● EXTRACT TO READ
★ ★ ★ ★

Andrea Mazzocchi, an engineering student at Rochester Institute of Technology, was awarded the 2015 Undergraduate Extended Abstract Design and Research Award for her work as part of a campus research team on a new biomedical membrane that could become the basis for improvements in tissue engineering. She was presented the award during the Biomedical Engineering Society’s annual meeting and conference, Oct 7-10 in Tampa, Fla.
Mazzocchi was recognized with the society’s top student award for the abstract titled, “Fabrication and characterization of ultrathin transparent glass membranes for cell culture.”
“We were growing human umbilical vein endothelial cells, and this work was more to characterize the membranes to show if the cells behave differently on the new membranes compared to surfaces that cells are normally grown on,” said Mazzocchi, a fifth-year biomedical engineering student in RIT’s Kate Gleason College of Engineering. “A lot of our research has been on cell behavior. This was more focused on how does the membrane itself affect cells?”
For the study, Mazzocchi and the research team in the engineering college’s Gaborski NanoBio Device Laboratory compared the new ultra thin transparent glass membrane—a permeable and transparent structure—with traditional cell culture plastic. They focused on proliferation rates—how fast cells grow and divide based on current scientific standards—to determine if the membrane impeded or fully supported cell growth. They also assessed how cells spread on the new membrane to examine their compatibility with the new membrane’s porous structure.
“We found for the proliferation and for the spreading, there was no difference between the membranes and the traditional culture plastic. The culture spreading doesn’t change with the porous membranes,” said Mazzocchi, who is originally from Erie, Pa. She added that this type of confirmation assures researchers that the membranes would not affect outcomes of future experiments.

★ ★ ★ ★

● MATERIAL PROVIDED
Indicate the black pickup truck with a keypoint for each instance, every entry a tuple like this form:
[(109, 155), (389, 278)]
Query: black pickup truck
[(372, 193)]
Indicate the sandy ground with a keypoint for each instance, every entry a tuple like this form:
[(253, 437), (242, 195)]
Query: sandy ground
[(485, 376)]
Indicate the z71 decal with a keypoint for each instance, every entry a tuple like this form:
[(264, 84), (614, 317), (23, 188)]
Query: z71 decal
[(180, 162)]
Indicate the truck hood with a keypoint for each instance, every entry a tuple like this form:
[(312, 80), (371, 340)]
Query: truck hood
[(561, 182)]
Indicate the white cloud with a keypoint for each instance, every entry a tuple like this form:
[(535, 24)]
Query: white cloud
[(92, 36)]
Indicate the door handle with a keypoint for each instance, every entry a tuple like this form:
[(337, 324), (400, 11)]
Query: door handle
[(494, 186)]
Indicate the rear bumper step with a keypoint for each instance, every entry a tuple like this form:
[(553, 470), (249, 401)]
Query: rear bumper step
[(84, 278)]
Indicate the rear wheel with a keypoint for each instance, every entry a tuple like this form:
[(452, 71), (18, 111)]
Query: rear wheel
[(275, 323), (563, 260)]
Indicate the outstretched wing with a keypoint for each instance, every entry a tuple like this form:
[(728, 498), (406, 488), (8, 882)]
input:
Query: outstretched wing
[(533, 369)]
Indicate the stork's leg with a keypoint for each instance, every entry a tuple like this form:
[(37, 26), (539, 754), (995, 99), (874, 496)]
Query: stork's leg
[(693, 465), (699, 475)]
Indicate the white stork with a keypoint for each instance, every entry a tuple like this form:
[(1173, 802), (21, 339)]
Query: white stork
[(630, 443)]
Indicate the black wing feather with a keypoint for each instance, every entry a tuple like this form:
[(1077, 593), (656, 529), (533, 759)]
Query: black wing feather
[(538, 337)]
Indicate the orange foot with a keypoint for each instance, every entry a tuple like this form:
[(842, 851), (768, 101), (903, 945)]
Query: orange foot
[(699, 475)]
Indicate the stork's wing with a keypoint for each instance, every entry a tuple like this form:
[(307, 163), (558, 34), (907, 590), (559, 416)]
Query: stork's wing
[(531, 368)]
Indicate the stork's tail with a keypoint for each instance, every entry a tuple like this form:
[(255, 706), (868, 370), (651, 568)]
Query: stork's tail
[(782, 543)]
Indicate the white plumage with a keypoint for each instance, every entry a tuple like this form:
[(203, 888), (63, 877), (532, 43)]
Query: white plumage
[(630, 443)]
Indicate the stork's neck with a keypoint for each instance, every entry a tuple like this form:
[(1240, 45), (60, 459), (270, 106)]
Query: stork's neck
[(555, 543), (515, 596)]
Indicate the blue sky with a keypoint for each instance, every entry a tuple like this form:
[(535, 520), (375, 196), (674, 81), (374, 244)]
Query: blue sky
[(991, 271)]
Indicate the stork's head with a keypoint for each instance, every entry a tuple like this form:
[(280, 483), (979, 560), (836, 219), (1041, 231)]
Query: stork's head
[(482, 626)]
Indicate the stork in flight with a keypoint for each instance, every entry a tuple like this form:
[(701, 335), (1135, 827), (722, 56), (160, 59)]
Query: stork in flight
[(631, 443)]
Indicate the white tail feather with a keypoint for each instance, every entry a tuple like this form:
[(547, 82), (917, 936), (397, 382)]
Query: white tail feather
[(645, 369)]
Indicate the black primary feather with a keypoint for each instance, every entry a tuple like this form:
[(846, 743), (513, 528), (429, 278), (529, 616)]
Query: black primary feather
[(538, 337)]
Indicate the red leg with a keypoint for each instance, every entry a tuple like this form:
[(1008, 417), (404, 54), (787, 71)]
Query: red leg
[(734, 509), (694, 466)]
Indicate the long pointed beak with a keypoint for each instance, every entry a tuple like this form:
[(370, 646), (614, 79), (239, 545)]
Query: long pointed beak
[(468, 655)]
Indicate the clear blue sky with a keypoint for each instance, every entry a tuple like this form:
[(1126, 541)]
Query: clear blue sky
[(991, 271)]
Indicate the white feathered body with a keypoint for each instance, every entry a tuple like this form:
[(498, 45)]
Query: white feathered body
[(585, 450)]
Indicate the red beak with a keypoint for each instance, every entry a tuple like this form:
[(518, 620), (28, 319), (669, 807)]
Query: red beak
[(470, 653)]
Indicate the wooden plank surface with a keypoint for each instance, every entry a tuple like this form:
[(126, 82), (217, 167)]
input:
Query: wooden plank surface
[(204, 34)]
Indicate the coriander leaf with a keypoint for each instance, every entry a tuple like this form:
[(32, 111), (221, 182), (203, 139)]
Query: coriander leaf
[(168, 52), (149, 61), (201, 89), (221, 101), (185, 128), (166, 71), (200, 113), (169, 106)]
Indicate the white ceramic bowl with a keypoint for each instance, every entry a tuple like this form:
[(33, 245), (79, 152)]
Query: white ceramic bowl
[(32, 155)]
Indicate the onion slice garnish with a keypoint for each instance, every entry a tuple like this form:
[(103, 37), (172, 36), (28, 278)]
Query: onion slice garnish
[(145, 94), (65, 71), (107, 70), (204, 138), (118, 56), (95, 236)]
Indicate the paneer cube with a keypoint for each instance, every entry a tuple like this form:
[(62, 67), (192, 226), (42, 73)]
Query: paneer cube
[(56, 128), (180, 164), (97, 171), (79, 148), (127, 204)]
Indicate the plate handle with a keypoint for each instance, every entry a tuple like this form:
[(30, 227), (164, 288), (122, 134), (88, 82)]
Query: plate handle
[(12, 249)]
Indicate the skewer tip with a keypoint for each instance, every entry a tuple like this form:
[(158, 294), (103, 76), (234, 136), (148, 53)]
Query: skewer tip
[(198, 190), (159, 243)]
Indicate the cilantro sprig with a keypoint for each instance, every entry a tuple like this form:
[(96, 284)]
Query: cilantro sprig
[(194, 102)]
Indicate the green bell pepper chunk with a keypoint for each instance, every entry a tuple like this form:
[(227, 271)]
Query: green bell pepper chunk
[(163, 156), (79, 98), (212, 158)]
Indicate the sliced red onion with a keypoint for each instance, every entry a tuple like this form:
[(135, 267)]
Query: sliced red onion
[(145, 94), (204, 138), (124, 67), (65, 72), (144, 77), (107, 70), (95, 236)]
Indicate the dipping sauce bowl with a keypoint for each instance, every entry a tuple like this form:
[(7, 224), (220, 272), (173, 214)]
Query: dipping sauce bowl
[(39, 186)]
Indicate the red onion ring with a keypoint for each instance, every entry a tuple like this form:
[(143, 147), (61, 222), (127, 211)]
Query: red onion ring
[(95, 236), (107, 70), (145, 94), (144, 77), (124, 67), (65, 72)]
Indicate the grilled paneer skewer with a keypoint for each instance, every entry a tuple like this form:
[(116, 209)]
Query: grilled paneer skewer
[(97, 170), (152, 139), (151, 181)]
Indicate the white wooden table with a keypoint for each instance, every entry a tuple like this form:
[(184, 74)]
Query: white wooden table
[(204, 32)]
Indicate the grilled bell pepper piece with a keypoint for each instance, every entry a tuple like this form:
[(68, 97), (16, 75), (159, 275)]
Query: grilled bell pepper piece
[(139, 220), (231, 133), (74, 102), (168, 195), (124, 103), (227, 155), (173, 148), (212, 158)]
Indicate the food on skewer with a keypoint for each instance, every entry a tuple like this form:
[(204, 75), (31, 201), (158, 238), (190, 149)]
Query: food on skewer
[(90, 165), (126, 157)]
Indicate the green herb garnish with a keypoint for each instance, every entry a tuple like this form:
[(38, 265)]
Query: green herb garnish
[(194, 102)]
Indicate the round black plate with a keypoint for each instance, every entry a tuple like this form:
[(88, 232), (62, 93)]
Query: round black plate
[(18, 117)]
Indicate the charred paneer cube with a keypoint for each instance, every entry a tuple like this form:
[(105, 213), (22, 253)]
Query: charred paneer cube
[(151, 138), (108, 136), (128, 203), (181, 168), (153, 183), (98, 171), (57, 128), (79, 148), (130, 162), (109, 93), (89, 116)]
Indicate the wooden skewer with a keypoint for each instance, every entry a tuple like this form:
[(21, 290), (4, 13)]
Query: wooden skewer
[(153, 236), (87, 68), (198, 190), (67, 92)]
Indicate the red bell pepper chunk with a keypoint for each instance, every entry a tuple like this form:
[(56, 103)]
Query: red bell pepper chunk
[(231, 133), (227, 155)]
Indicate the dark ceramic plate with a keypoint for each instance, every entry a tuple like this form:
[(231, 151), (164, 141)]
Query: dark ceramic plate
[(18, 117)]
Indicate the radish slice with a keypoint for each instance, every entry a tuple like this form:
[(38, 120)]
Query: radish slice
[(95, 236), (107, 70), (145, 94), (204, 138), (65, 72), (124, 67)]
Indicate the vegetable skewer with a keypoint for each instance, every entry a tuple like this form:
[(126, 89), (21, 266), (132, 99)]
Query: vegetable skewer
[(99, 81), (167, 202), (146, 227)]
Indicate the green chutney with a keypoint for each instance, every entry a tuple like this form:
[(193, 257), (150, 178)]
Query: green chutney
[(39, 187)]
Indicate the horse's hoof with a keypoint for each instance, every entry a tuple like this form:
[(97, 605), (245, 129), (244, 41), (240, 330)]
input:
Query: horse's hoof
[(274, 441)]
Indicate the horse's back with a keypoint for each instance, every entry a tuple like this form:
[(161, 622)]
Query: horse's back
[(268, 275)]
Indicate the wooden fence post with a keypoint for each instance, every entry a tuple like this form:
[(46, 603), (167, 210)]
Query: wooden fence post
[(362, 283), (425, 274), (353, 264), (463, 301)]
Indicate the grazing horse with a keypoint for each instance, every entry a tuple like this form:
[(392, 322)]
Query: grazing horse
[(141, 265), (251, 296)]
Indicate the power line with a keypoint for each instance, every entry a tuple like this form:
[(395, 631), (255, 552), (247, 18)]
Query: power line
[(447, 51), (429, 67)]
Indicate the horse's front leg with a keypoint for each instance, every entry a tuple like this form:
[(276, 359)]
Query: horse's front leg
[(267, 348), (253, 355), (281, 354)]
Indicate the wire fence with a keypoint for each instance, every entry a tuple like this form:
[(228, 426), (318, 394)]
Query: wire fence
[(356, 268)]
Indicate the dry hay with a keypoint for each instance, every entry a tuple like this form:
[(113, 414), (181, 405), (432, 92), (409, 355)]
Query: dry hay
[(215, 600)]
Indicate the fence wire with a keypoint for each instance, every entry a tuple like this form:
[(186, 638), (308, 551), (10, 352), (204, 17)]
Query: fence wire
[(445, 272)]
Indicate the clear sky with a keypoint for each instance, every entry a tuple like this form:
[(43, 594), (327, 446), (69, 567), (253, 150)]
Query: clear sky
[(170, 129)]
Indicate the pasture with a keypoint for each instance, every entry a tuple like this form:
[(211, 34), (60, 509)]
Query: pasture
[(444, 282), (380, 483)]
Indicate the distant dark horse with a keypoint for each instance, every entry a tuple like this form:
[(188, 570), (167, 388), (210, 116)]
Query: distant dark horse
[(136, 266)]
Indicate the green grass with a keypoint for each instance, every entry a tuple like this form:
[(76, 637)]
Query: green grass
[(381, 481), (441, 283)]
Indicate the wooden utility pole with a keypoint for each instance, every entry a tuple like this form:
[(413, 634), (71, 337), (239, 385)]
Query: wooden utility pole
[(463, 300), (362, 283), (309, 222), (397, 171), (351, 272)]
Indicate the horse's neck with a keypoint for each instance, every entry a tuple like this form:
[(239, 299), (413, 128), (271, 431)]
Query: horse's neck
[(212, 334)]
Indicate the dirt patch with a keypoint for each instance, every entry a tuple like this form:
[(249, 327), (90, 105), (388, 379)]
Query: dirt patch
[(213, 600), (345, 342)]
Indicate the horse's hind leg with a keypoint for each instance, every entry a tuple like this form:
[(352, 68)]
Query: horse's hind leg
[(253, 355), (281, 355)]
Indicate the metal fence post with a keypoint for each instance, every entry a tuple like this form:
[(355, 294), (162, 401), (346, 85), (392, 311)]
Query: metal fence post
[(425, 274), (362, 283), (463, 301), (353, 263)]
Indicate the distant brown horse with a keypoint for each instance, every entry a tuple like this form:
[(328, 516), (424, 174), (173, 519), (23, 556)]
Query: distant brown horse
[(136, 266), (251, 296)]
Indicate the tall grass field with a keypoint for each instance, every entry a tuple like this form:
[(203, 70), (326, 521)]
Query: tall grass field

★ ★ ★ ★

● REQUIRED ACTION 1
Name every institution, college, society, or laboratory that the article on Andrea Mazzocchi's award mentions.
● REQUIRED ACTION 2
Reproduce the passage of the award article from "Andrea Mazzocchi, an" to "in Tampa, Fla.", word for word.

● EXERCISE SOLUTION 1
Rochester Institute of Technology (RIT)
Biomedical Engineering Society
Kate Gleason College of Engineering
Gaborski NanoBio Device Laboratory

● EXERCISE SOLUTION 2
Andrea Mazzocchi, an engineering student at Rochester Institute of Technology, was awarded the 2015 Undergraduate Extended Abstract Design and Research Award for her work as part of a campus research team on a new biomedical membrane that could become the basis for improvements in tissue engineering. She was presented the award during the Biomedical Engineering Society’s annual meeting and conference, Oct 7-10 in Tampa, Fla.